JOB 1: Pull out every line in the entries below that contains the string "plant". Case counts.

A boy visited me last weekend. He was a “summer thing,” as those go, while I was back home in Seattle. Nothing serious, fun for a minute, and the deadline of having to return to California for school made it easy not to commit to anything. Hallelujah. Saved from a sticky situation of commitment! I am not trying to date anyone, and definitely not someone from back home. And even though he’s a fun guy and everything … definitely not him. My feelings for him ended at casual friendship, and if I was going to be in a distanced relationship it would have to be with, like, Dream Boy, not summer-hookup friend boy.

So it ended neatly, with a convenient expiration date, and I could go on with my San Francisco oglings sans attachment (I don’t know if you’ve heard how beautiful everyone is here but … now you know). Unfortunately, I’m not sure we were on the same page about that.

INPUT MATERIAL:
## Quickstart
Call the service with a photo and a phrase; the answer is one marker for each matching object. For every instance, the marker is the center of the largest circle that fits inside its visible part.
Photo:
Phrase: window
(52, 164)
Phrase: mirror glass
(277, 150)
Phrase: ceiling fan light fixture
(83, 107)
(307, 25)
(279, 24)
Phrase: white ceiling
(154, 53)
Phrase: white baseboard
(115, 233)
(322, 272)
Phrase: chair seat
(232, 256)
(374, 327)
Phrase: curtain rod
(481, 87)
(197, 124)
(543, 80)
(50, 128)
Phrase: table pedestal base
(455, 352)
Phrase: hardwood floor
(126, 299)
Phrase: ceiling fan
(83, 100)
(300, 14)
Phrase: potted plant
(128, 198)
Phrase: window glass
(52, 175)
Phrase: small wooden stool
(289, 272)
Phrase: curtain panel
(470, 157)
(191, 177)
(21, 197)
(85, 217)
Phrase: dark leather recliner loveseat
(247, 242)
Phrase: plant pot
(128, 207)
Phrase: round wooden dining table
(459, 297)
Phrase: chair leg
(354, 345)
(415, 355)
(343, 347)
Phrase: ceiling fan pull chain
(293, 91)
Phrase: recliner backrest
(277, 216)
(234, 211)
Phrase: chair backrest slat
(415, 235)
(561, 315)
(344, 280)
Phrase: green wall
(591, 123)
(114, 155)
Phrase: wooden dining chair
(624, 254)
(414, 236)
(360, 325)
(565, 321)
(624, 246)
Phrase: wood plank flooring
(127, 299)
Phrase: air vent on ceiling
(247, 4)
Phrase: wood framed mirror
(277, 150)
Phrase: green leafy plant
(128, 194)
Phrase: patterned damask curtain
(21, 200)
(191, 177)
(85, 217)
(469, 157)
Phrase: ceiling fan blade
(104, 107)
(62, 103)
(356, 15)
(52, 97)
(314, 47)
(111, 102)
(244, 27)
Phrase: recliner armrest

JOB 2: According to the passage about the summer fling, which state did the writer have to return to for school?

FINAL ANSWER 1:
Phrase: potted plant
Phrase: plant pot
Phrase: green leafy plant

FINAL ANSWER 2: California